Redonnez mot pour mot, s'il vous plaît, le passage de l'article sur le double strain qui commence aux mots « Dans le silence » et s'arrête après « professionnel de l’artiste. ».

EXTRAIT:

····················

Technique du double strain : pourquoi et comment filtrer deux fois

La méthode secrète des pros pour obtenir des cocktails cristallins sans aucune particule ni cristal de glace indésirable

Dans le silence feutré du bar du Connaught Hotel à Londres, Agostino Perrone verse délicatement un Martini à travers deux filtres superposés. Le liquide coule en un filet cristallin, sans la moindre particule de glace pour troubler sa transparence parfaite. Ce geste, répété des milliers de fois mais jamais identique, illustre une obsession qui définit la mixologie moderne : la quête de la pureté absolue. Le double strain – cette technique apparemment simple consistant à filtrer un cocktail à travers un Hawthorne strainer puis un fine strainer – représente bien plus qu’une coquetterie de bartender perfectionniste. C’est une philosophie, un statement, une déclaration d’amour à l’art du cocktail parfait. Dans un monde où l’on peut commander un Martini dans n’importe quel bar de la planète, c’est ce genre de détail microscopique qui sépare le bon du sublime, le professionnel de l’artiste.

····················

JEU DE DONNÉES:
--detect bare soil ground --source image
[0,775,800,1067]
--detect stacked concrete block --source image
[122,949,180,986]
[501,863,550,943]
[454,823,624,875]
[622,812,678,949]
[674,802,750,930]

····················

RÉPONSE:
Dans le silence feutré du bar du Connaught Hotel à Londres, Agostino Perrone verse délicatement un Martini à travers deux filtres superposés. Le liquide coule en un filet cristallin, sans la moindre particule de glace pour troubler sa transparence parfaite. Ce geste, répété des milliers de fois mais jamais identique, illustre une obsession qui définit la mixologie moderne : la quête de la pureté absolue. Le double strain – cette technique apparemment simple consistant à filtrer un cocktail à travers un Hawthorne strainer puis un fine strainer – représente bien plus qu’une coquetterie de bartender perfectionniste. C’est une philosophie, un statement, une déclaration d’amour à l’art du cocktail parfait. Dans un monde où l’on peut commander un Martini dans n’importe quel bar de la planète, c’est ce genre de détail microscopique qui sépare le bon du sublime, le professionnel de l’artiste.